◆ **Given passage**

The Holy Alliance

By on February 28, 2012 Leave a Comment

By: Jeffrey Hoehn

Credit Image: http://teacherweb.ftl.pinecrest.edu/snyderd/MWH/Projects/cov/Maps.htm

The Holy Alliance was derived out of the Quintuple Alliance in the Congress of Vienna on September 26th, 1815.  The main purpose of the Holy Alliance was to uphold Christianity as the prominent faith and reflected the return to Conservative politics in Europe.  Headed by Tsar Alexander, he wanted to return to politics long before the French Revolution and other revolutions in Europe.  However, it is important to note that Great Britian was not part of  the Holy Alliance, even though it was in the Quintuple Alliance.  King George IV of Great Britian refused to sign on constitutional grounds.  The alliance was noted for its union of politics and religion as one treaty.

◆ **Exercise directions**
Resume the passage on the Holy Alliance, picking up after its final sentence. The data that follow bear no relation to the passage on the Holy Alliance.

◆ **Provided records**
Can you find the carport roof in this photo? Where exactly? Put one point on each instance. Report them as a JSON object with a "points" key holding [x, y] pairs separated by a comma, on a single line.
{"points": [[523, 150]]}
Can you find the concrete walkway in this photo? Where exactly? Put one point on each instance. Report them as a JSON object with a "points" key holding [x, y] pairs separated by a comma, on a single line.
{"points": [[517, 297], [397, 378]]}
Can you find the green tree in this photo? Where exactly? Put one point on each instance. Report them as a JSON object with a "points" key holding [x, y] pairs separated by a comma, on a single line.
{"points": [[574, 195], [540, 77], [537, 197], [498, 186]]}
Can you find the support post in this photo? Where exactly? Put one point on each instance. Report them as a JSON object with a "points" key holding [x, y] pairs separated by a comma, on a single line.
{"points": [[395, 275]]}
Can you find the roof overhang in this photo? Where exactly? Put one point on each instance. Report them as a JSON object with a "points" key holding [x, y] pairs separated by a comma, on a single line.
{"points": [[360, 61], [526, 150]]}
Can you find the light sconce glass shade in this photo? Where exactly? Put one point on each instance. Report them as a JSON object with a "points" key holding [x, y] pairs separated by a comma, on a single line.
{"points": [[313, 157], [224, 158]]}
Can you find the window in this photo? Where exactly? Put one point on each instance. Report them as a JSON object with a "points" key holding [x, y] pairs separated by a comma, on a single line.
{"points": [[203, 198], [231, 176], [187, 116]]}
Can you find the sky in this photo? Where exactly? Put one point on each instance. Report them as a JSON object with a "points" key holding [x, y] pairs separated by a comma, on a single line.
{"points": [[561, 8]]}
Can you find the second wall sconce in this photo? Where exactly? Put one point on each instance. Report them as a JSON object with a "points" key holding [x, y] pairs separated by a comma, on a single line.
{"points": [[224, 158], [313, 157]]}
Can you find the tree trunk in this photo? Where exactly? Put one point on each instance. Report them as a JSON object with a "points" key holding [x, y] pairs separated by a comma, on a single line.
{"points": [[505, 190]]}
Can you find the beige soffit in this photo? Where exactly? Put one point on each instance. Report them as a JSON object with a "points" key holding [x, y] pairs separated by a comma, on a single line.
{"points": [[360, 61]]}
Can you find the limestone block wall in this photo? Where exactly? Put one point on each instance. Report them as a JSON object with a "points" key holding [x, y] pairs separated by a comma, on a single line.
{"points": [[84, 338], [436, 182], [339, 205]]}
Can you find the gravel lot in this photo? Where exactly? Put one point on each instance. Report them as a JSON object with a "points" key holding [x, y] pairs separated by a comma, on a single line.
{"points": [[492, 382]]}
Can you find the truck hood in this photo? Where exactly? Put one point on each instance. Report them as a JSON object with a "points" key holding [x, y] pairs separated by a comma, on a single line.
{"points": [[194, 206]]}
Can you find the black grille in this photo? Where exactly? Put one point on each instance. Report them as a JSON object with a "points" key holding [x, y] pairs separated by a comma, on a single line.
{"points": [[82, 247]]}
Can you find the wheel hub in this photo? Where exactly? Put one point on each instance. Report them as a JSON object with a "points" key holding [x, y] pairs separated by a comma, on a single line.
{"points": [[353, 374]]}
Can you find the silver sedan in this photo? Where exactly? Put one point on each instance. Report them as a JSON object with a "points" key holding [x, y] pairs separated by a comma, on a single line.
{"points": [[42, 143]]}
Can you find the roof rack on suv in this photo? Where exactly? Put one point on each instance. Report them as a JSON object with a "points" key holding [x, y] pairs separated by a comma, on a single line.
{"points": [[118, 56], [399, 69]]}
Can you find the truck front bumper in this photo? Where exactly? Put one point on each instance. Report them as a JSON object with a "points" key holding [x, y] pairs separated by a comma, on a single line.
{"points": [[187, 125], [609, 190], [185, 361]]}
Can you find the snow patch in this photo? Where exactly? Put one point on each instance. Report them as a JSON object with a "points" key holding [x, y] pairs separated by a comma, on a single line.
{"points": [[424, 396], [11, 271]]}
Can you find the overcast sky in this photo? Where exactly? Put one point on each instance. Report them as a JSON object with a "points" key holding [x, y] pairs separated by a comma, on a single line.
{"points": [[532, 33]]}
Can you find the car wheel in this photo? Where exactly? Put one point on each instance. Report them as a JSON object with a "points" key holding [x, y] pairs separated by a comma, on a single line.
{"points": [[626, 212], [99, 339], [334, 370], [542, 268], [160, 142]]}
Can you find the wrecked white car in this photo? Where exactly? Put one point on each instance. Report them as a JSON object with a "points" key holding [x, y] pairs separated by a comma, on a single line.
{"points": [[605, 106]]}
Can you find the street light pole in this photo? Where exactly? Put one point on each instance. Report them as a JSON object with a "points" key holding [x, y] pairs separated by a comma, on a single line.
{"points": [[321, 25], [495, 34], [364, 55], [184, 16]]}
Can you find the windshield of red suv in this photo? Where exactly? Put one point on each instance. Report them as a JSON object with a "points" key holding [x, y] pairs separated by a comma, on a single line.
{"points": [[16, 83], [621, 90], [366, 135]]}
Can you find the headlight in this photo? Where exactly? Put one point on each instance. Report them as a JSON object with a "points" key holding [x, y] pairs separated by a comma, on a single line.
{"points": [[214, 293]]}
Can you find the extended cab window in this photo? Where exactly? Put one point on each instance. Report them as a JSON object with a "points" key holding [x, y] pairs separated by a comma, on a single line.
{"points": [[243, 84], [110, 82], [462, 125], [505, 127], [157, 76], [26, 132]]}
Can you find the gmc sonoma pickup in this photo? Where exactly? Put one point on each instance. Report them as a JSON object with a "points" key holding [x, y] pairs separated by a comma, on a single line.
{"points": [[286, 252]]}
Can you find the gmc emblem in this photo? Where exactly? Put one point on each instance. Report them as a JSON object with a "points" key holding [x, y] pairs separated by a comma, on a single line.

◆ **Exercise response**
The Alliance had three articles.  The first article basically noted that all of the members of the Holy Alliance are brethren, and will assist each other when necessary to protect religion, peace, and justice.  The second article established the three nations as a Christian nation.  The second article also states we owe the treasures of our lives to God, and recommend to the subjects of the three nations to to enjoy God’s gifts, and exercise his principles.  The third article states those that agree to this Alliance shall indeed utilize the principles of God and Christianity to shape the destinies of mankind of which they have influence over.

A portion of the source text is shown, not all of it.